● How to complete this task
Copy the records below without altering a single word.

(Stored data entries)
#####

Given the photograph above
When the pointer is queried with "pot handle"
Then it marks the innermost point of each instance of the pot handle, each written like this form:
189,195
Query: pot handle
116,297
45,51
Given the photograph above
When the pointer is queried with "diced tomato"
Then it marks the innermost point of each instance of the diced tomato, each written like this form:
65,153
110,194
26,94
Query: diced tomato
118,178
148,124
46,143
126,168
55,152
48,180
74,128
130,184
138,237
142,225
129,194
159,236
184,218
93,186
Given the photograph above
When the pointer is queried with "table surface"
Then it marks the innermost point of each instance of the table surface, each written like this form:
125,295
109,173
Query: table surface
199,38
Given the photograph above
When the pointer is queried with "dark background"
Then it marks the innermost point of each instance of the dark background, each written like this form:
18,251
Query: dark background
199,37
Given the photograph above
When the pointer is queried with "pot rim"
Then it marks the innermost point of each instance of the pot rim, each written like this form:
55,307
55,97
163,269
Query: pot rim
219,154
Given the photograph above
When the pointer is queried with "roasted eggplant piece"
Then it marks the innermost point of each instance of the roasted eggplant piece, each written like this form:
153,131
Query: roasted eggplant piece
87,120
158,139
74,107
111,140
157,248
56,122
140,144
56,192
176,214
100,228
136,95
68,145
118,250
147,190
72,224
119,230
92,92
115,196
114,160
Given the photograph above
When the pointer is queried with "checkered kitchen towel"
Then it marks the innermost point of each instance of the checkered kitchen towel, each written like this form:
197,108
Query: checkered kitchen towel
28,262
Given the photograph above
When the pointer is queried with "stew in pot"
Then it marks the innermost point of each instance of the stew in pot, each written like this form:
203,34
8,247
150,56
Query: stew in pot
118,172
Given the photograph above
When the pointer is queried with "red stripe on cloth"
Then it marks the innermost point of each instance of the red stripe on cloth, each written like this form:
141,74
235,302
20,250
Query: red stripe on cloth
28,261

#####

● Finished task
Given the photograph above
When the pointer is queried with "pot handle"
Then it marks the innermost point of each instance of the pot handle, each written like this form:
189,195
Query: pot handle
116,297
45,51
Given the photograph above
When the pointer is queried with "diced tomato"
Then it marks the innermost point of each instance of the diced tomato, each written like this form:
65,153
110,194
26,94
Query: diced tomato
118,178
148,124
46,143
126,168
55,152
48,180
74,128
130,184
138,237
142,225
129,194
159,236
184,218
93,186
Given the photograph above
When the pointer is queried with "table surface"
Then it marks the innermost point of each instance of the table surface, each written like this form:
125,295
109,173
Query: table surface
199,38
Given the photograph above
When the pointer is queried with "dark background"
Then it marks the innermost point of each instance of the dark background, each written like this form:
18,251
Query: dark background
199,37
Given the photograph above
When the pointer is queried with "pot rim"
Then it marks the innermost point of each instance of the pot rim, each written like this form:
55,307
55,97
163,269
Query: pot rim
219,154
Given the photograph above
When the pointer is queried with "roasted eggplant piece"
Then it marks the innermost point of each instance of the roasted eggplant piece, each written like this form:
153,131
Query: roasted eggplant piece
87,120
158,139
74,107
111,140
157,248
56,122
140,144
56,192
176,214
100,228
136,95
68,145
118,250
147,190
72,224
119,230
92,92
115,196
114,160
Given the photograph above
When the pointer is queried with "checkered kitchen towel"
Then it marks the innermost point of each instance of the checkered kitchen towel, each written like this form:
197,108
Query: checkered kitchen towel
28,262
Given the photograph above
When the pointer is queried with "stew in pot"
Then it marks the innermost point of each instance of the stew in pot, each written like this form:
203,34
8,247
150,56
Query: stew in pot
118,172
Given the photograph above
When the pointer is queried with "red stripe on cloth"
Then it marks the innermost point of each instance of the red stripe on cloth, each written like this form:
141,74
235,302
20,250
Query: red stripe on cloth
28,261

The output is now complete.